[Data records]

_ _ _ _ _ _ _

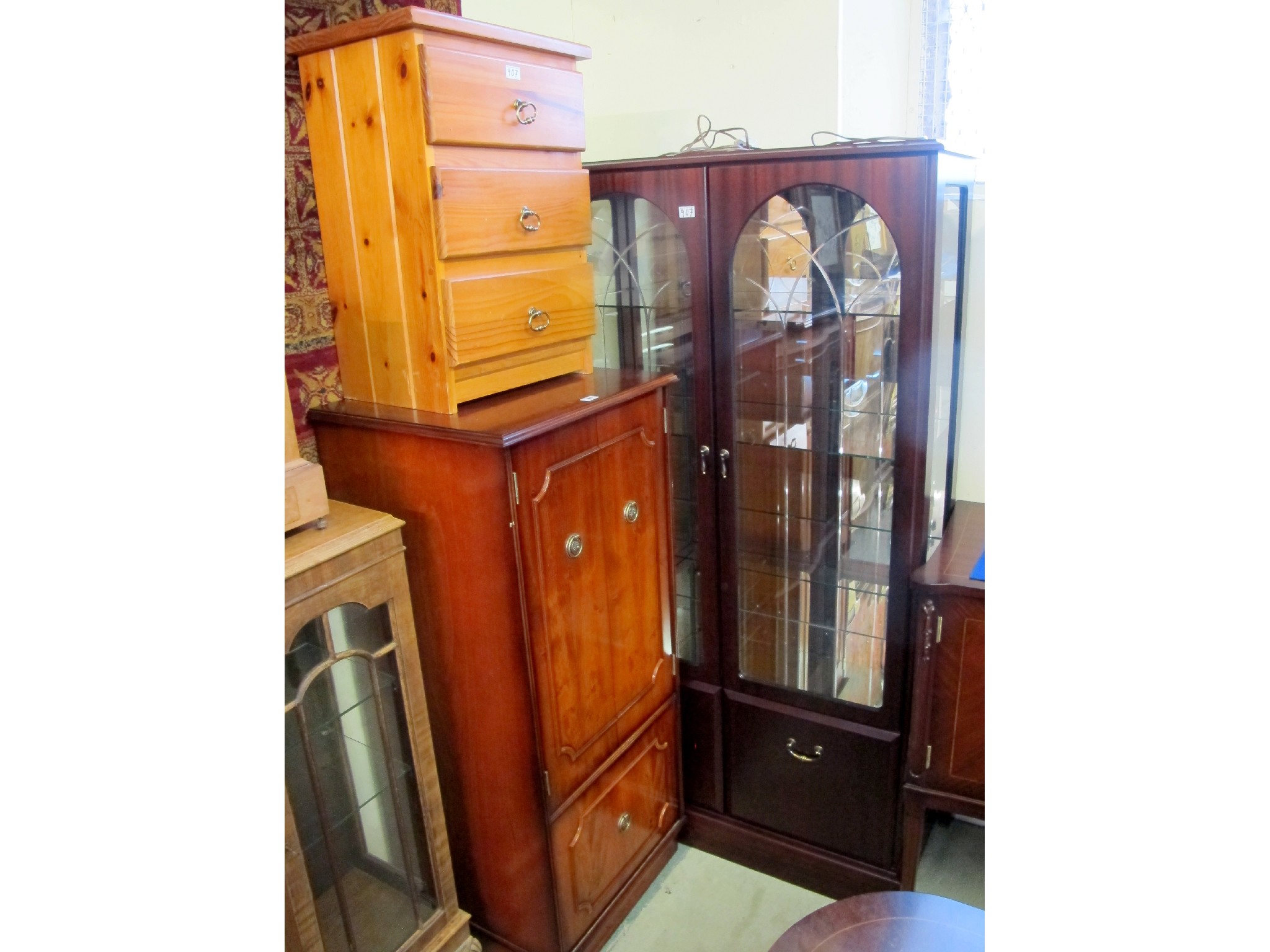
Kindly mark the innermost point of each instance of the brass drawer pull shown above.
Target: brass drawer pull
(525, 104)
(534, 315)
(807, 758)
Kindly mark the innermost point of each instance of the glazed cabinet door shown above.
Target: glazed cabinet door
(817, 301)
(652, 294)
(592, 517)
(946, 744)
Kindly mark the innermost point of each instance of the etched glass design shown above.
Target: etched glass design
(815, 311)
(644, 322)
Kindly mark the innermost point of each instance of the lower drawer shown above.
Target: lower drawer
(824, 782)
(606, 833)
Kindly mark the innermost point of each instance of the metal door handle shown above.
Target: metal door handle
(806, 758)
(525, 104)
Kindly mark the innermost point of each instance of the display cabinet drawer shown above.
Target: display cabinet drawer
(603, 835)
(828, 782)
(499, 211)
(507, 309)
(492, 100)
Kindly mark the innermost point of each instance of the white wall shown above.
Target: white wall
(783, 71)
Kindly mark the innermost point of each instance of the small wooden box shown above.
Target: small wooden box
(455, 211)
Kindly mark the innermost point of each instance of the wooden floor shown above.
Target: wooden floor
(383, 917)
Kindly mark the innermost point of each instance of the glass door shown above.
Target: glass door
(652, 302)
(813, 319)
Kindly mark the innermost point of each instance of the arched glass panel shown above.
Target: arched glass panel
(351, 786)
(644, 322)
(815, 315)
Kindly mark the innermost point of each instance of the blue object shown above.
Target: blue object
(977, 571)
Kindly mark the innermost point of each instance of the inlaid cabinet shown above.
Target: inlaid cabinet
(808, 300)
(454, 206)
(538, 531)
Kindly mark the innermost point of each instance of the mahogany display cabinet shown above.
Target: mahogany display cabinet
(809, 302)
(539, 555)
(367, 858)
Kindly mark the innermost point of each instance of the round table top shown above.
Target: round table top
(895, 922)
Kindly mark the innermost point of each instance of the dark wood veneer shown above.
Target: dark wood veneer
(477, 586)
(729, 721)
(945, 763)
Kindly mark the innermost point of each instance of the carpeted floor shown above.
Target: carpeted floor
(704, 904)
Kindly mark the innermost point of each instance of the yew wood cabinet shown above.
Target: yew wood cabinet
(539, 553)
(454, 207)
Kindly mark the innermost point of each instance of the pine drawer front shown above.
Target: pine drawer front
(494, 100)
(511, 309)
(828, 782)
(500, 211)
(605, 834)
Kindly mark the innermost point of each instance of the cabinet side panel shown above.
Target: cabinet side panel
(331, 186)
(374, 234)
(412, 197)
(465, 593)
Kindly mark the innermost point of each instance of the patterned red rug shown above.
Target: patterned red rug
(313, 368)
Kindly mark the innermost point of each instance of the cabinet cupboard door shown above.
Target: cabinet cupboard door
(593, 541)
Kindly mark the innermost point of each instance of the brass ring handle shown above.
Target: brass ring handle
(806, 758)
(525, 104)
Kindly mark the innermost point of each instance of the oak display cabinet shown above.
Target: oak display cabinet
(809, 302)
(367, 860)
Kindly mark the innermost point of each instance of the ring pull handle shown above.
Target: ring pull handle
(535, 323)
(525, 118)
(806, 758)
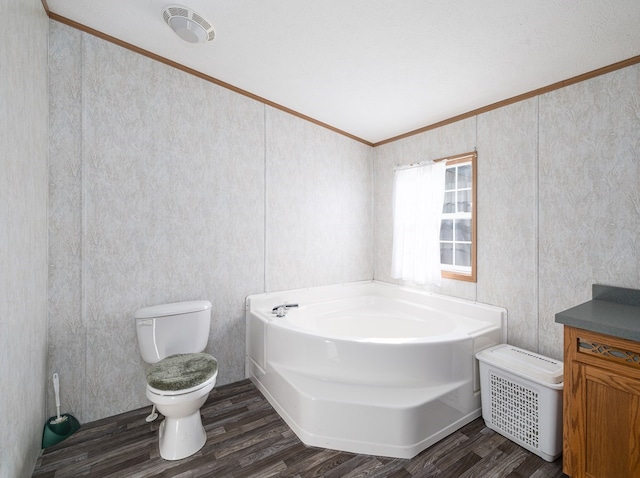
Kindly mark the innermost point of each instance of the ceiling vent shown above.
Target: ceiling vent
(188, 25)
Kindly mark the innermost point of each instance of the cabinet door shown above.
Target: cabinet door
(606, 423)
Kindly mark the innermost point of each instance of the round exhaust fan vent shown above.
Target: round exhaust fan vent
(188, 25)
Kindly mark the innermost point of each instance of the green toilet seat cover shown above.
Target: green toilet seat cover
(181, 371)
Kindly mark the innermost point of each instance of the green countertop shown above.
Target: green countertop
(605, 316)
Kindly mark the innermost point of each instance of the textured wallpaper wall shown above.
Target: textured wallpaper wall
(164, 188)
(23, 234)
(558, 200)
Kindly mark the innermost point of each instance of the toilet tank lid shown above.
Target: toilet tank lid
(175, 308)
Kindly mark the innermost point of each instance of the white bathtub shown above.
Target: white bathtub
(370, 367)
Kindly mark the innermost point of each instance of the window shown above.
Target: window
(458, 224)
(434, 222)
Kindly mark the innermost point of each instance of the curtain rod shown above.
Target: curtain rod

_ _ _ _ _ _ _

• What to produce
Output every line of the records above as a JSON list of strings, one string per line, with blank lines and the pictures left out.

• Task result
[
  "Kindly mark the innermost point of each instance of the brass drawer pull shown above.",
  "Target: brass drawer pull",
  "(525, 104)",
  "(534, 315)",
  "(807, 758)",
  "Kindly mark the innermost point of each instance of the glazed cabinet door shown above.",
  "Target: glazed cabinet door",
  "(817, 301)",
  "(652, 294)",
  "(592, 517)",
  "(946, 744)",
  "Kindly mark the innermost point of each instance of the etched glass design shown above.",
  "Target: etched glass design",
  "(815, 311)",
  "(644, 322)",
  "Kindly mark the innermost point of each instance of the lower drawer shown above.",
  "Target: lower drawer",
  "(824, 782)",
  "(606, 833)",
  "Kindly mark the innermost point of each instance of the metal door handle shown above.",
  "Target: metal door handle",
  "(806, 758)",
  "(525, 104)",
  "Kindly mark the innermost point of each instance of the display cabinet drawer shown above.",
  "Target: display cabinet drawer",
  "(603, 835)",
  "(828, 782)",
  "(499, 211)",
  "(507, 309)",
  "(492, 100)",
  "Kindly mark the innermost point of each instance of the white wall shown above.",
  "Target: white wall",
  "(783, 71)",
  "Kindly mark the innermost point of each instance of the small wooden box shown above.",
  "Target: small wooden box",
  "(455, 211)",
  "Kindly mark the innermost point of each instance of the wooden floor shown above.",
  "Target: wooden floor",
  "(383, 917)",
  "Kindly mark the innermost point of each instance of the glass door shown above.",
  "Target: glass door",
  "(652, 302)",
  "(813, 319)",
  "Kindly mark the innermost point of each instance of the arched glass panel shown above.",
  "Target: arched glass panel",
  "(351, 786)",
  "(644, 322)",
  "(815, 315)",
  "Kindly mark the innermost point of each instance of the blue object shown above.",
  "Target: blue object",
  "(977, 571)",
  "Kindly mark the innermost point of each instance of the inlaid cabinet shown above.",
  "Target: inlaid cabinet",
  "(808, 300)",
  "(454, 206)",
  "(538, 531)",
  "Kindly mark the innermost point of each instance of the mahogany display cabinet shown above.",
  "Target: mahogany display cabinet",
  "(809, 302)",
  "(539, 555)",
  "(367, 858)",
  "Kindly mark the innermost point of each instance of the round table top shown above.",
  "Target: round table top",
  "(895, 922)",
  "Kindly mark the innermost point of each instance of the dark wood veneer shown above.",
  "Target: dark wood veneer",
  "(477, 586)",
  "(729, 721)",
  "(945, 763)",
  "Kindly mark the innermost point of each instance of the carpeted floor shown above.",
  "Target: carpeted floor",
  "(704, 904)",
  "Kindly mark the innermost point of each instance of the yew wood cabinet shown above.",
  "Target: yew wood cabinet",
  "(539, 553)",
  "(454, 207)",
  "Kindly mark the innermost point of each instance of the pine drawer front shown above.",
  "Target: pine drawer front",
  "(494, 100)",
  "(511, 309)",
  "(828, 782)",
  "(500, 211)",
  "(605, 834)",
  "Kindly mark the innermost point of each instance of the cabinet side panel shown above.",
  "Target: cabinet side panel",
  "(331, 186)",
  "(374, 234)",
  "(412, 197)",
  "(465, 593)",
  "Kindly mark the innermost point of each instance of the patterned red rug shown above.",
  "Target: patterned red rug",
  "(313, 368)",
  "Kindly mark the innermost point of each instance of the cabinet cupboard door shown above.",
  "Target: cabinet cupboard door",
  "(593, 541)",
  "Kindly mark the innermost point of each instance of the brass ring handle shown above.",
  "Target: brass ring handle",
  "(806, 758)",
  "(525, 104)",
  "Kindly mark the innermost point of each instance of the oak display cabinet shown above.",
  "Target: oak display cabinet",
  "(809, 302)",
  "(367, 860)",
  "Kindly mark the innermost point of each instance of the ring pull handle shown above.",
  "Target: ring pull handle",
  "(535, 323)",
  "(525, 118)",
  "(806, 758)",
  "Kindly mark the innermost point of each instance of the ceiling vent shown above.",
  "Target: ceiling vent",
  "(188, 25)",
  "Kindly mark the innermost point of each instance of the cabinet door shown above.",
  "Target: cabinet door",
  "(606, 423)",
  "Kindly mark the innermost point of each instance of the round exhaust fan vent shown above.",
  "Target: round exhaust fan vent",
  "(188, 25)",
  "Kindly mark the innermost point of each instance of the green toilet seat cover shown above.",
  "Target: green toilet seat cover",
  "(181, 371)",
  "Kindly mark the innermost point of each instance of the green countertop shown above.",
  "Target: green countertop",
  "(605, 316)",
  "Kindly mark the innermost point of each instance of the textured wallpaper wall shown above.",
  "Target: textured wallpaper wall",
  "(164, 188)",
  "(23, 234)",
  "(558, 200)",
  "Kindly mark the innermost point of each instance of the toilet tank lid shown above.",
  "Target: toilet tank lid",
  "(175, 308)",
  "Kindly mark the innermost point of each instance of the white bathtub shown above.",
  "Target: white bathtub",
  "(370, 367)",
  "Kindly mark the innermost point of each instance of the window shown above.",
  "Target: window",
  "(458, 224)",
  "(434, 222)",
  "Kindly mark the innermost point of each instance of the curtain rod shown above.",
  "Target: curtain rod"
]